▶ _Data shown_
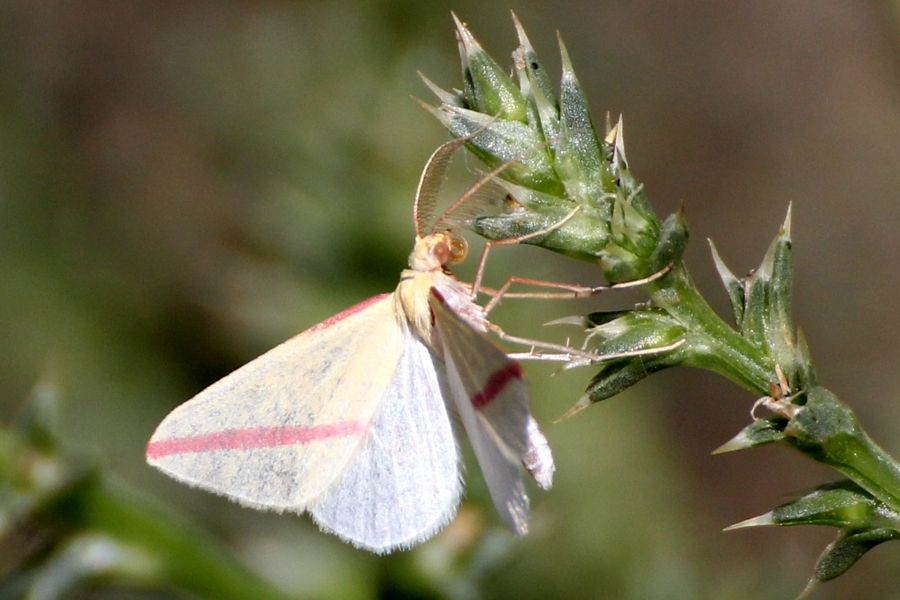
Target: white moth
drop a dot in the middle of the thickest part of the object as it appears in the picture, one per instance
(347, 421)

* * *

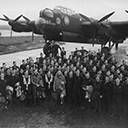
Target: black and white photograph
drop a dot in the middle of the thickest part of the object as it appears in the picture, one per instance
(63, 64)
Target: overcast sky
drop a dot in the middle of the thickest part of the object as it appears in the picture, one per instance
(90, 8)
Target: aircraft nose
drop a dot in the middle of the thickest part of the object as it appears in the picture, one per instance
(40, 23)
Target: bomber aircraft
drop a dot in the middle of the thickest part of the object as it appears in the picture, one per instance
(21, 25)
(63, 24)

...

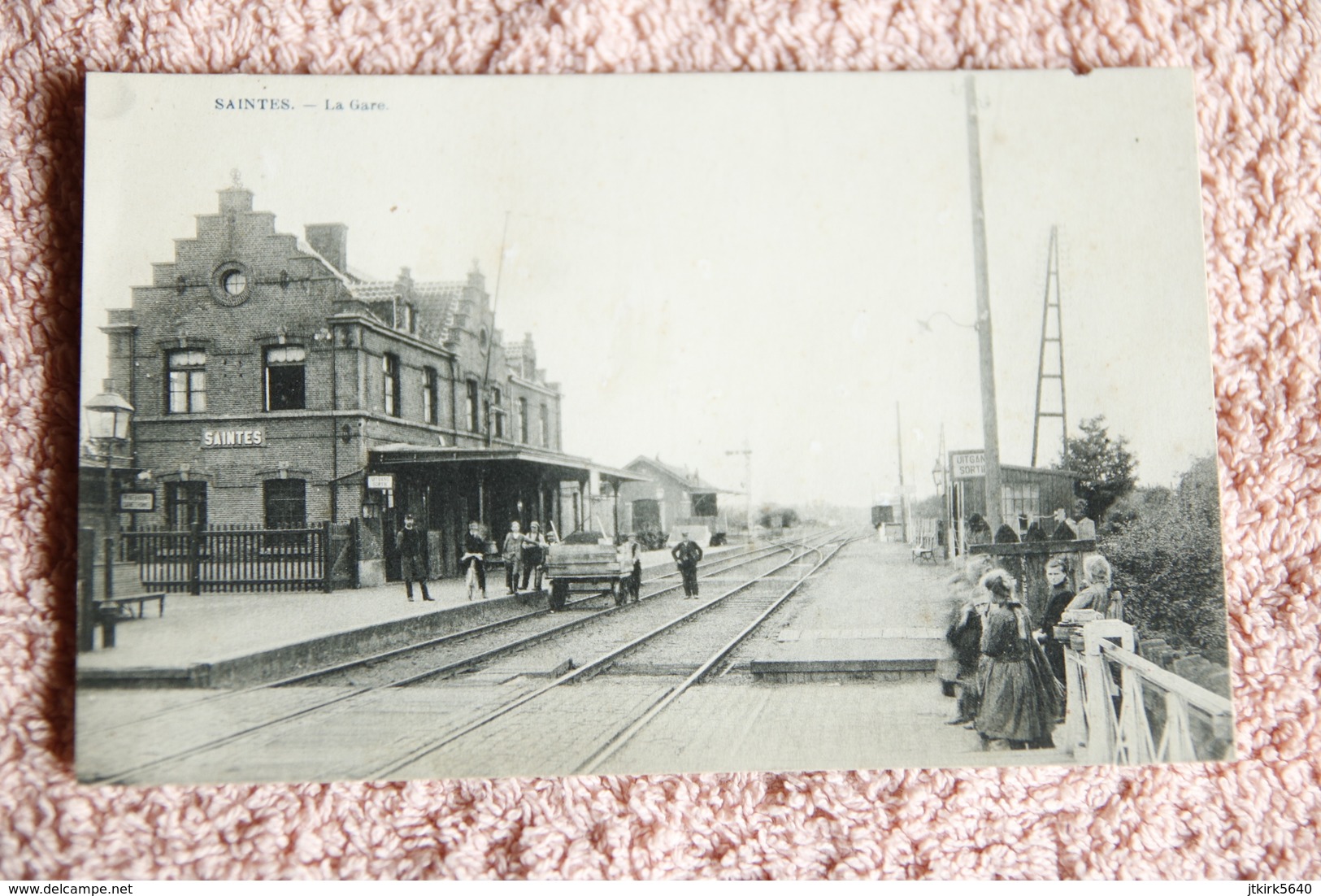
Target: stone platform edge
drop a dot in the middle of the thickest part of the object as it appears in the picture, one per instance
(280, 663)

▶ _Goal of the exercise_
Scan the records for the word "Target". Copy each line where it turns up.

▶ _Response for this exercise_
Target: white moth
Target: black and white photograph
Target: overcast sky
Target: aircraft nose
Target: bomber aircraft
Target: stone platform edge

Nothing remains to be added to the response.